Please select every line of the records that contains the word "river", and copy each one. Case counts.

Input:
+++

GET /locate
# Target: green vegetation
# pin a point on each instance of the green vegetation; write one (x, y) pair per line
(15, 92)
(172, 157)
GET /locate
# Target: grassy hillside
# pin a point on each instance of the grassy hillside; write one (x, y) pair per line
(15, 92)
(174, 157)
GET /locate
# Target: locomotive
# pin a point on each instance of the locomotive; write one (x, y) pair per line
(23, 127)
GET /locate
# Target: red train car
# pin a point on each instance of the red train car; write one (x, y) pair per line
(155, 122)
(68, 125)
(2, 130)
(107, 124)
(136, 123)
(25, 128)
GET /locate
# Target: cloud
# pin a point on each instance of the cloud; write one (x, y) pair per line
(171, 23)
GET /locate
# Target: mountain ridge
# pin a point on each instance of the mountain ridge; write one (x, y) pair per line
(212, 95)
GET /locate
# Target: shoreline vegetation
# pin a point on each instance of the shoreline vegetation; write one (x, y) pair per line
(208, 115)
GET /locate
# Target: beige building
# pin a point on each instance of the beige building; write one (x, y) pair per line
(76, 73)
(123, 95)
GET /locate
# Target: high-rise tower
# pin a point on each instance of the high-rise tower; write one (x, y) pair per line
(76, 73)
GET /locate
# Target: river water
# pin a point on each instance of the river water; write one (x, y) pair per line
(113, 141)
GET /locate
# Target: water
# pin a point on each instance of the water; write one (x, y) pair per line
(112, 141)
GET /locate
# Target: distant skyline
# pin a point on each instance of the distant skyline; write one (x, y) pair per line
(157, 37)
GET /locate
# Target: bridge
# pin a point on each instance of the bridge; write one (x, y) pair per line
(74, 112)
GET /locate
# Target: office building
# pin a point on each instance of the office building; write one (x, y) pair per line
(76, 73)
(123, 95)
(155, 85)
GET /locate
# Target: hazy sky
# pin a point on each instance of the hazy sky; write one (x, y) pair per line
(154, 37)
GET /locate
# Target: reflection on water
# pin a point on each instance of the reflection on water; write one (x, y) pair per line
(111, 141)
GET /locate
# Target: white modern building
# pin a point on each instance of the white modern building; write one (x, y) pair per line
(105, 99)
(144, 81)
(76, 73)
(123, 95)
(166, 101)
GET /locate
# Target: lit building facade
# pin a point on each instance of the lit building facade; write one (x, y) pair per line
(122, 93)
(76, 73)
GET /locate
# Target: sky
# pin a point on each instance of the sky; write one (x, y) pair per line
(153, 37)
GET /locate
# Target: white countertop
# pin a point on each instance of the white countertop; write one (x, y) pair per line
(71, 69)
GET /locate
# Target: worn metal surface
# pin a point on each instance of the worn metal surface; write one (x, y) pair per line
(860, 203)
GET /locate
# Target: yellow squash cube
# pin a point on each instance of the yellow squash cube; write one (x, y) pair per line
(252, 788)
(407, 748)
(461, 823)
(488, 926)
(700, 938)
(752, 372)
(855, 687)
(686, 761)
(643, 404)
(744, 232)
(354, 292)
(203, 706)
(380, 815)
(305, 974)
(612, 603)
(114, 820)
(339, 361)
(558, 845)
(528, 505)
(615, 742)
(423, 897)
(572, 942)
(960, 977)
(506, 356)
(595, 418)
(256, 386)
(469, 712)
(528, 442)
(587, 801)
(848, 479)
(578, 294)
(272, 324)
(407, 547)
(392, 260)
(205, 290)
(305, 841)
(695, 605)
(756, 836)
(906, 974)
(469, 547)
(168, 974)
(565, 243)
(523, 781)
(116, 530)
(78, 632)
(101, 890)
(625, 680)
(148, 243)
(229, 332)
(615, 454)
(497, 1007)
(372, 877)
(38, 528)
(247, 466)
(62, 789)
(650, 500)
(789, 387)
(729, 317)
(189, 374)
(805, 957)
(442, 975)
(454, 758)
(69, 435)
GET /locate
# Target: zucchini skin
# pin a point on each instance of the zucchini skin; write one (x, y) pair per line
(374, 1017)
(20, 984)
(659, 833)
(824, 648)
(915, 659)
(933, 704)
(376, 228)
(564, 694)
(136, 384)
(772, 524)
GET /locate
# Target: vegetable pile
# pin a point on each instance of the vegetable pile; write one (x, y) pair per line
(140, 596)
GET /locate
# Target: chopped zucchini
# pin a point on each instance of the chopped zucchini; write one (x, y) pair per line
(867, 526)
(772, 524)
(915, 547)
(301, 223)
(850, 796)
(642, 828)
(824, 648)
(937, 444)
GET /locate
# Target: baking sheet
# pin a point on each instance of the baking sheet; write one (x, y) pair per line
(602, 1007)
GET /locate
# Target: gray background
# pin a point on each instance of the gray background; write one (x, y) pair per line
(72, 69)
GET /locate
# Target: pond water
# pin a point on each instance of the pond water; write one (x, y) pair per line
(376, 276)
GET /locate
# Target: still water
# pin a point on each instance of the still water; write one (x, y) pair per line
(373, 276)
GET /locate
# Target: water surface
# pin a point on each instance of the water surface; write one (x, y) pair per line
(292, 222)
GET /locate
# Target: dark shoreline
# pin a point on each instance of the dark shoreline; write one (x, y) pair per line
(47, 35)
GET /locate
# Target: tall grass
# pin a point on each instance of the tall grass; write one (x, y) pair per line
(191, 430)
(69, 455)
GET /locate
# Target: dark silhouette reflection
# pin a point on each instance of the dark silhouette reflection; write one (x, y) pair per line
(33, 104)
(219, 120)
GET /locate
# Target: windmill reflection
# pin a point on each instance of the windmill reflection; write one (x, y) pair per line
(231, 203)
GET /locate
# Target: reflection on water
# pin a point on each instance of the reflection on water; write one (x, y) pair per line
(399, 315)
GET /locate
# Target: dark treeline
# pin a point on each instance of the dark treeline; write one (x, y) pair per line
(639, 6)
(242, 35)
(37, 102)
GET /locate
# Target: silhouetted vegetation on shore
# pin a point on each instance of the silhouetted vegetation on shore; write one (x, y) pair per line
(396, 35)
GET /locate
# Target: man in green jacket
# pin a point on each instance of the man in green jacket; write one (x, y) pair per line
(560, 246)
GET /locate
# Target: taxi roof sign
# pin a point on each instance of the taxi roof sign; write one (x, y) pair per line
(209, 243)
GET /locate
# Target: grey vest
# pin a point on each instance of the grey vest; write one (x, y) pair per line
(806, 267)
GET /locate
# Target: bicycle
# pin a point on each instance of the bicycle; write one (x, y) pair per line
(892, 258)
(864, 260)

+++

Reply to the task:
# Target: river water
# pin a point on each instance of the river water; write one (x, y) pair per line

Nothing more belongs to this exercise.